-- Data rows --
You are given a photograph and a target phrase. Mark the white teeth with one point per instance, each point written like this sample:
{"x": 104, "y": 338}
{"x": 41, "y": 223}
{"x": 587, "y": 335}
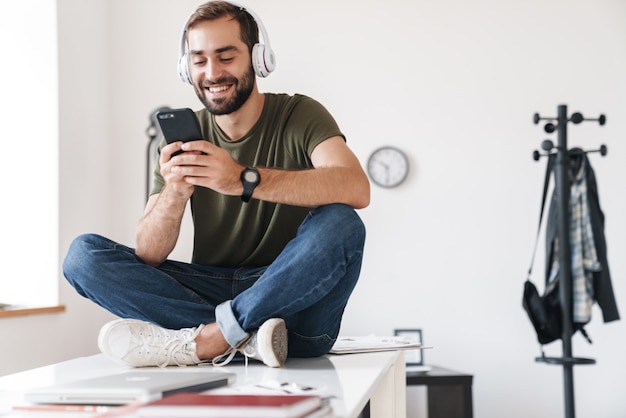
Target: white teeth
{"x": 217, "y": 89}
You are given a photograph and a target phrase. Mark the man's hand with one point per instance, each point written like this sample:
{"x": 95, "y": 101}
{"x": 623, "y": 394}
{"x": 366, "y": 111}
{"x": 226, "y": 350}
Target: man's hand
{"x": 201, "y": 164}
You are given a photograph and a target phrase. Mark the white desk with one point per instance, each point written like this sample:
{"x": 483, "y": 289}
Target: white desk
{"x": 352, "y": 379}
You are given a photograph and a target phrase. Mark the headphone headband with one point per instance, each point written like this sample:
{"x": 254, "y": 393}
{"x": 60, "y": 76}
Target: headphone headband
{"x": 263, "y": 60}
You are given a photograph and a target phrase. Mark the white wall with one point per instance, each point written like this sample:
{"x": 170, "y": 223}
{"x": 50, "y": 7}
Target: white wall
{"x": 455, "y": 84}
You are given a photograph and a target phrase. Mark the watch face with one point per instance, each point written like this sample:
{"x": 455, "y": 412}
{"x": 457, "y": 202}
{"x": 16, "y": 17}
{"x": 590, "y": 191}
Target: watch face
{"x": 251, "y": 176}
{"x": 388, "y": 167}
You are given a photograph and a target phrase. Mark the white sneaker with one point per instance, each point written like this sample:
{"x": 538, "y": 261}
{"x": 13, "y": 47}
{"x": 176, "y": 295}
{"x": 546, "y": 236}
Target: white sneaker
{"x": 142, "y": 344}
{"x": 268, "y": 344}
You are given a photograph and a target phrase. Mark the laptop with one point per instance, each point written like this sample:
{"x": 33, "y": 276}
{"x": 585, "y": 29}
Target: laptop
{"x": 127, "y": 387}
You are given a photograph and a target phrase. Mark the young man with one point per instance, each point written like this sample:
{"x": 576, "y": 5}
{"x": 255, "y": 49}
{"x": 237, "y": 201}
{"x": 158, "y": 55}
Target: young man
{"x": 277, "y": 243}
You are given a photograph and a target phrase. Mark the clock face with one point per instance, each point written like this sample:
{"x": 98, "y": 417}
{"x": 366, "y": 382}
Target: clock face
{"x": 388, "y": 166}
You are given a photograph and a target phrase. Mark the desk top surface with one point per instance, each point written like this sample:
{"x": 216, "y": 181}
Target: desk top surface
{"x": 349, "y": 379}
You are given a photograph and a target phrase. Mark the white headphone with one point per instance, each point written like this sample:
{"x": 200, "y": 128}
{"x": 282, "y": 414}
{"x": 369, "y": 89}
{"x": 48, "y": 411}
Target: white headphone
{"x": 263, "y": 60}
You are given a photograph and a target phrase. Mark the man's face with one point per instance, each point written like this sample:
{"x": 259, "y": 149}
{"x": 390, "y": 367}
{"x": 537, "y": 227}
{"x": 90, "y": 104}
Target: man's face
{"x": 220, "y": 65}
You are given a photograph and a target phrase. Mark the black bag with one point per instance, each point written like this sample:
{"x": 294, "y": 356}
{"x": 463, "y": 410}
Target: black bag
{"x": 544, "y": 312}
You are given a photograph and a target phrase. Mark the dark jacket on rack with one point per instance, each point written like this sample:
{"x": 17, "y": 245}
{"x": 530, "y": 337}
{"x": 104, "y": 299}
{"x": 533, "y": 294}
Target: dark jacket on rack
{"x": 602, "y": 288}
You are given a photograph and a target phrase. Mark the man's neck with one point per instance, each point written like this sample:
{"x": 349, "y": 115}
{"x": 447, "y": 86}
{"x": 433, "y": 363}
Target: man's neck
{"x": 235, "y": 125}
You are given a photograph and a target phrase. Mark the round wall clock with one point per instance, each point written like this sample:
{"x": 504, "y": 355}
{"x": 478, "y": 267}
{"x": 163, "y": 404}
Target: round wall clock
{"x": 388, "y": 166}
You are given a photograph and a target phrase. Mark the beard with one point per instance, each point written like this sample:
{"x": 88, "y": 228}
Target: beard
{"x": 225, "y": 106}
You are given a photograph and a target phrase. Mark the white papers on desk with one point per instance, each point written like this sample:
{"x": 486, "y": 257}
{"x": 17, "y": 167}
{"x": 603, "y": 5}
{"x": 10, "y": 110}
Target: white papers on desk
{"x": 347, "y": 345}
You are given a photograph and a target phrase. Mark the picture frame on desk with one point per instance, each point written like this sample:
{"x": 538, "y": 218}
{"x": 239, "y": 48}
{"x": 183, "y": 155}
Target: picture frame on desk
{"x": 413, "y": 357}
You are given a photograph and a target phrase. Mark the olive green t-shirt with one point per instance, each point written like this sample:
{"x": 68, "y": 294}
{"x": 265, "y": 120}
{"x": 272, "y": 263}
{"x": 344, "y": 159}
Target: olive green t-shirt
{"x": 231, "y": 233}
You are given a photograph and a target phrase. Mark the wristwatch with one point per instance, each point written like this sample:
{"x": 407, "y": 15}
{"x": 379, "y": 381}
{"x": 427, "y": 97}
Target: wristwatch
{"x": 250, "y": 178}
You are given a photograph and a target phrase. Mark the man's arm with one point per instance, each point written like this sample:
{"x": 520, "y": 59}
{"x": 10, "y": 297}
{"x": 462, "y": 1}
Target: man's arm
{"x": 337, "y": 178}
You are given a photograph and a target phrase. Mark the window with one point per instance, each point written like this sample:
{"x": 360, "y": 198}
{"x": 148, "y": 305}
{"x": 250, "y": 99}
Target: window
{"x": 29, "y": 167}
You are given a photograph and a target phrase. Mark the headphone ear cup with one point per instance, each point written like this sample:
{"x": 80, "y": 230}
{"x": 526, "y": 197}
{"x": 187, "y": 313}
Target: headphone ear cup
{"x": 183, "y": 69}
{"x": 263, "y": 60}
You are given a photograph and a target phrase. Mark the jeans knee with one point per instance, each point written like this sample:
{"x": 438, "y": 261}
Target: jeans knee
{"x": 78, "y": 260}
{"x": 343, "y": 220}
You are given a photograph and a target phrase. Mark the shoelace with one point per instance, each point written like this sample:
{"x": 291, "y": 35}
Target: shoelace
{"x": 172, "y": 350}
{"x": 244, "y": 348}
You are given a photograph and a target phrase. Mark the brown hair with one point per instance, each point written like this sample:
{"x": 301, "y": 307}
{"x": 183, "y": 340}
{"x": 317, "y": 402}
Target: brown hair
{"x": 216, "y": 9}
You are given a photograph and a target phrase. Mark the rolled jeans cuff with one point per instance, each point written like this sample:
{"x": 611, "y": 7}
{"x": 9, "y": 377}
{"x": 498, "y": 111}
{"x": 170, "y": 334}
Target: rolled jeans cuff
{"x": 225, "y": 318}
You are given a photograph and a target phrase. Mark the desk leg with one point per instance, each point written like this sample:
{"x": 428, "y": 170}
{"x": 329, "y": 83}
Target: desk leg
{"x": 450, "y": 401}
{"x": 389, "y": 398}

-- Direction --
Each entry above should be reproduced exactly, with the pictures removed.

-- Full output --
You are given a photograph and a target phrase. Mark the white teeth with one point per instance, each point written like this sample:
{"x": 104, "y": 338}
{"x": 41, "y": 223}
{"x": 587, "y": 335}
Target: white teeth
{"x": 217, "y": 89}
You are given a photograph and a target phrase. Mark the man's hand with one point per instance, each point written like this sample:
{"x": 95, "y": 101}
{"x": 623, "y": 394}
{"x": 366, "y": 111}
{"x": 226, "y": 350}
Target: man's hand
{"x": 201, "y": 164}
You are given a photograph and a target phrase. Mark the white desk with one point per instance, each point written like this sample:
{"x": 483, "y": 289}
Target: white desk
{"x": 352, "y": 379}
You are given a photograph and a target phrase. Mark the headphone headband with one point per instance, each point written like this sample:
{"x": 254, "y": 393}
{"x": 60, "y": 76}
Target: headphone headband
{"x": 263, "y": 60}
You are given a photograph and a target phrase. Mark the white wall with one point per instance, each point written like this sample:
{"x": 170, "y": 223}
{"x": 50, "y": 7}
Target: white wall
{"x": 455, "y": 84}
You are given a photograph and a target phrase. Mark the watch face with one point per instance, each point written like this sample:
{"x": 455, "y": 412}
{"x": 457, "y": 202}
{"x": 16, "y": 17}
{"x": 590, "y": 191}
Target: watch face
{"x": 251, "y": 176}
{"x": 388, "y": 167}
You are given a photograph and a target phrase. Mark the white sneaker with one point per instance, each point written like this sample:
{"x": 538, "y": 261}
{"x": 13, "y": 47}
{"x": 176, "y": 295}
{"x": 546, "y": 236}
Target: white sneaker
{"x": 142, "y": 344}
{"x": 268, "y": 344}
You are given a photograph and a target phrase. Mark the laptop with one point per instance, each point written like this sample:
{"x": 33, "y": 276}
{"x": 585, "y": 29}
Target: laptop
{"x": 127, "y": 387}
You are given a photograph and a target phrase. Mark the young man with one point per instance, each point written like this sample:
{"x": 576, "y": 5}
{"x": 255, "y": 49}
{"x": 237, "y": 201}
{"x": 158, "y": 55}
Target: young man
{"x": 277, "y": 243}
You are given a photograph and a target phrase. Mark the clock face with one point per instance, each point written like this sample:
{"x": 98, "y": 417}
{"x": 366, "y": 382}
Target: clock face
{"x": 388, "y": 166}
You are given a photograph and a target phrase. Mark the desk top surface with one point per instance, each point written like this sample:
{"x": 216, "y": 181}
Target: desk top surface
{"x": 349, "y": 379}
You are given a photograph and a target phrase. Mark the white headphone with one point per instance, each point written like this sample:
{"x": 200, "y": 128}
{"x": 282, "y": 414}
{"x": 369, "y": 89}
{"x": 48, "y": 411}
Target: white headphone
{"x": 263, "y": 60}
You are given a photograph and a target phrase. Mark the man's face with one point per instance, each point written like this sample:
{"x": 259, "y": 149}
{"x": 390, "y": 367}
{"x": 537, "y": 227}
{"x": 90, "y": 104}
Target: man's face
{"x": 220, "y": 65}
You are given a photograph and a target phrase. Mark the black bag with one point per instance, each point written like this sample:
{"x": 294, "y": 356}
{"x": 463, "y": 410}
Target: black bag
{"x": 544, "y": 312}
You are given a photograph and a target phrase. Mark the dark jacket on rack with one point per instance, each point written like this sample:
{"x": 17, "y": 245}
{"x": 530, "y": 337}
{"x": 104, "y": 299}
{"x": 533, "y": 294}
Target: dark jacket on rack
{"x": 602, "y": 288}
You are given a photograph and a target phrase. Mark the man's neck with one point per instance, each point written like this sample:
{"x": 349, "y": 115}
{"x": 447, "y": 86}
{"x": 433, "y": 363}
Target: man's neck
{"x": 235, "y": 125}
You are given a photograph and a target phrase. Mark the round wall clock with one point per instance, each point written like this sample:
{"x": 504, "y": 355}
{"x": 478, "y": 267}
{"x": 163, "y": 404}
Target: round wall clock
{"x": 388, "y": 166}
You are given a photograph and a target phrase. Mark the beard with one point per instance, each point written like this sample:
{"x": 88, "y": 228}
Target: beard
{"x": 225, "y": 106}
You are given a photograph and a target phrase. Mark the white papers on desk with one point per instance, each point written like this sample:
{"x": 486, "y": 257}
{"x": 17, "y": 167}
{"x": 603, "y": 5}
{"x": 10, "y": 110}
Target: white papers on desk
{"x": 347, "y": 345}
You are given a photograph and a target phrase. Mark the picture frame on desk with one point per instance, each point written like this sample:
{"x": 538, "y": 218}
{"x": 239, "y": 48}
{"x": 183, "y": 155}
Target: picture frame on desk
{"x": 413, "y": 357}
You are given a photograph and a target phrase. Mark the olive green t-shirt with one point per instance, each point written like this sample:
{"x": 68, "y": 294}
{"x": 265, "y": 120}
{"x": 272, "y": 263}
{"x": 344, "y": 159}
Target: olive green t-shirt
{"x": 231, "y": 233}
You are given a photograph and a target phrase. Mark the wristwatch with one point per instance, each point written like this sample:
{"x": 407, "y": 15}
{"x": 379, "y": 381}
{"x": 427, "y": 97}
Target: wristwatch
{"x": 250, "y": 178}
You are given a photograph and a target phrase. Mark the man's arm with one point per instance, each point written like this sample:
{"x": 520, "y": 59}
{"x": 10, "y": 297}
{"x": 462, "y": 1}
Target: man's arm
{"x": 337, "y": 178}
You are given a photograph and a target phrase. Mark the window with one point per instance, each point written like this sample:
{"x": 360, "y": 198}
{"x": 148, "y": 305}
{"x": 250, "y": 99}
Target: window
{"x": 29, "y": 167}
You are given a photograph and a target phrase. Mark the headphone ear cup with one point per instance, each point written like this sample:
{"x": 80, "y": 230}
{"x": 526, "y": 197}
{"x": 187, "y": 313}
Target: headphone ear cup
{"x": 183, "y": 69}
{"x": 263, "y": 60}
You are given a photograph and a target phrase. Mark the jeans knee with one point per instance, each point written like this sample:
{"x": 438, "y": 261}
Target: jeans knee
{"x": 78, "y": 260}
{"x": 343, "y": 220}
You are given a photograph and a target phrase. Mark the shoelace with one point per instance, each point written like this sample:
{"x": 291, "y": 35}
Target: shoelace
{"x": 172, "y": 350}
{"x": 244, "y": 348}
You are given a photograph and a target phrase. Mark the brown hair with one point per instance, each point written like this sample:
{"x": 301, "y": 307}
{"x": 183, "y": 340}
{"x": 317, "y": 402}
Target: brown hair
{"x": 216, "y": 9}
You are given a photograph and a target phrase. Mark the rolled jeans cuff with one point per instance, each point written like this sample:
{"x": 611, "y": 7}
{"x": 9, "y": 377}
{"x": 498, "y": 111}
{"x": 170, "y": 334}
Target: rolled jeans cuff
{"x": 225, "y": 318}
You are given a photograph and a target phrase. Mark the desk leg with one point per instance, each point written like this sample:
{"x": 428, "y": 170}
{"x": 329, "y": 83}
Target: desk leg
{"x": 450, "y": 401}
{"x": 389, "y": 398}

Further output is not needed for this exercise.